## DIRECTIONS:
Word for word, restate every record.

## TASK MATERIAL:
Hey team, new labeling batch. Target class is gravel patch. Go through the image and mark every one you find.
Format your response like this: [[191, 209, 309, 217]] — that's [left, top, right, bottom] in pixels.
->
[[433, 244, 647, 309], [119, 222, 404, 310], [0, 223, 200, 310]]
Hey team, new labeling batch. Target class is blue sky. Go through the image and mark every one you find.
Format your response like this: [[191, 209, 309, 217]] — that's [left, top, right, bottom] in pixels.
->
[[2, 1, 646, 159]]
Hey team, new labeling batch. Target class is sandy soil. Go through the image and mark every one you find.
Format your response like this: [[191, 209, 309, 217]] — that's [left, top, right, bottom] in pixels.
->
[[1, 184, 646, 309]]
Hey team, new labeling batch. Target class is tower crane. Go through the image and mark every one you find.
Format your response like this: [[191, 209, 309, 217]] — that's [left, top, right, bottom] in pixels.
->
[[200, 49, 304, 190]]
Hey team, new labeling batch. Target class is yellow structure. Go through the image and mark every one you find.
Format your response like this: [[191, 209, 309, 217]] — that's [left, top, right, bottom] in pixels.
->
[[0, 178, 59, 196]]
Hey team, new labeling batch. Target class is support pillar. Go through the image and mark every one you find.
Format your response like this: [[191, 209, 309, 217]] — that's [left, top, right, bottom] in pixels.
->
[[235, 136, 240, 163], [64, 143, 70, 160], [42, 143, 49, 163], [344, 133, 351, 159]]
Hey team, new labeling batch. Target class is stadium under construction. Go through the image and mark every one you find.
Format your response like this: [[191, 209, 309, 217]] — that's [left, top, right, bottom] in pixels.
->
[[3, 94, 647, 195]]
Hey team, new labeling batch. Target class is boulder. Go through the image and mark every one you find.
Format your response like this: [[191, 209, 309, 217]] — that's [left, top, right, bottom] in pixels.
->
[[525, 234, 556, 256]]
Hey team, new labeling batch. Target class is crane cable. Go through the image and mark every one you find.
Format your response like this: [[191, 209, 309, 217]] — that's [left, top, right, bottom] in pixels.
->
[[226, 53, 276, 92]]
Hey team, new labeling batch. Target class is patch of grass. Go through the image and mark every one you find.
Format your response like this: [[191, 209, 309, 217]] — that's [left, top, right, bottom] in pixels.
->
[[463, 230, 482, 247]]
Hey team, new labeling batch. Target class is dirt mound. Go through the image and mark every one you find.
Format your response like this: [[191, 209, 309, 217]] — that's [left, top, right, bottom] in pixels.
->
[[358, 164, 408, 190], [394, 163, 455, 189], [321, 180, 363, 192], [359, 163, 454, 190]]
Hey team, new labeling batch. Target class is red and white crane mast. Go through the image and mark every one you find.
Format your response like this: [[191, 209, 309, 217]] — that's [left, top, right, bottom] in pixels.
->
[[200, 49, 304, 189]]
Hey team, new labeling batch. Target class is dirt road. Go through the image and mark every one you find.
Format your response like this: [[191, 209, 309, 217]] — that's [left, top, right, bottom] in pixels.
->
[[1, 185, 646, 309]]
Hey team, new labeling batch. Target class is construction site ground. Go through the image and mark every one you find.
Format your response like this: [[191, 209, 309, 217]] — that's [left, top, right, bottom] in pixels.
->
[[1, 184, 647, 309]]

## WRITTEN RESPONSE:
Hey team, new labeling batch. Target class is gravel patch. Go through the image and mark every one you find.
Format your response like this: [[191, 209, 309, 217]] — that's [left, top, right, bottom] in pixels.
->
[[433, 244, 647, 309], [119, 222, 404, 310], [0, 223, 200, 310]]
Hey team, new labeling batch. Target class is blue sky. Go through the image and mark every one you find.
Format your response like this: [[191, 209, 309, 217]] — that's [left, top, right, bottom] in pixels.
->
[[2, 1, 646, 159]]
Hey team, new labeling batch. Target class is sandy soil. Go through the image and mark every one you find.
Format your response like this: [[191, 209, 309, 217]] — that's [left, top, right, bottom] in pixels.
->
[[1, 184, 646, 309]]
Hey team, new labeling batch. Target class is tower crane. Go through the image and mark every one you find.
Format your response like this: [[191, 209, 309, 217]] — that's [left, top, right, bottom] in pixels.
->
[[200, 49, 304, 190]]
Hey team, new labeling batch. Target class is yellow structure. Go through the image and mark every one you find.
Format your response like this: [[191, 209, 309, 217]] — that's [left, top, right, bottom] in pixels.
->
[[0, 178, 59, 196]]
Hey team, new labeling batch. Target class is support pillar. Go through the image and mark every one you find.
Format your response like this: [[191, 209, 309, 217]] — that's [left, top, right, bottom] in pixels.
->
[[235, 136, 240, 163], [64, 143, 70, 160], [42, 143, 49, 163], [344, 133, 351, 159]]
Hey team, new labeling batch. Target class is stadium under construction. Go through the image and mark every one you find.
Format your response like this: [[191, 209, 309, 217]] — that's [left, top, right, bottom] in pixels.
->
[[3, 94, 647, 195]]
Hey team, new labeling batch. Target class is boulder. Go through the image and mark every one you find.
Format your response like this: [[191, 209, 309, 217]] — that's [left, top, right, bottom] in pixels.
->
[[525, 234, 556, 256]]
Hey team, new labeling batch. Target class is crane cable. Go through the image and mark every one you find.
Format your response like this: [[191, 209, 309, 217]] — that's [left, top, right, bottom] in pixels.
->
[[226, 53, 276, 92]]
Hey team, new labeling batch. Target class is patch of grass. Go through the image and mark every one you find.
Format your response like this: [[191, 209, 309, 217]] — that's [left, top, right, bottom] in pixels.
->
[[463, 230, 482, 247]]
Hey team, new labeling batch. Target class is dirt mound. Go through the image and mark every one you find.
Format your response like this: [[191, 209, 309, 217]] — that's [left, top, right, bottom] in pixels.
->
[[358, 164, 408, 190], [394, 163, 455, 189], [321, 180, 363, 192], [359, 163, 454, 190]]
Hey team, new labeling batch. Target class is red and white crane mast. Go through the image and mark every one you find.
Format your response like this: [[191, 209, 309, 217]] — that's [left, top, right, bottom] in pixels.
->
[[200, 49, 304, 189]]
Hey team, new labeling batch. Target class is dirt road. Go through the image and mark every one you find.
Format your response like this: [[191, 209, 309, 217]] — that's [left, top, right, bottom] in pixels.
->
[[1, 185, 646, 309]]
Hey team, new labeling batch. Target class is construction site ground. Go through the image and mark every one you find.
Format your response like this: [[191, 209, 309, 217]] — that's [left, top, right, bottom] in pixels.
->
[[1, 184, 647, 309]]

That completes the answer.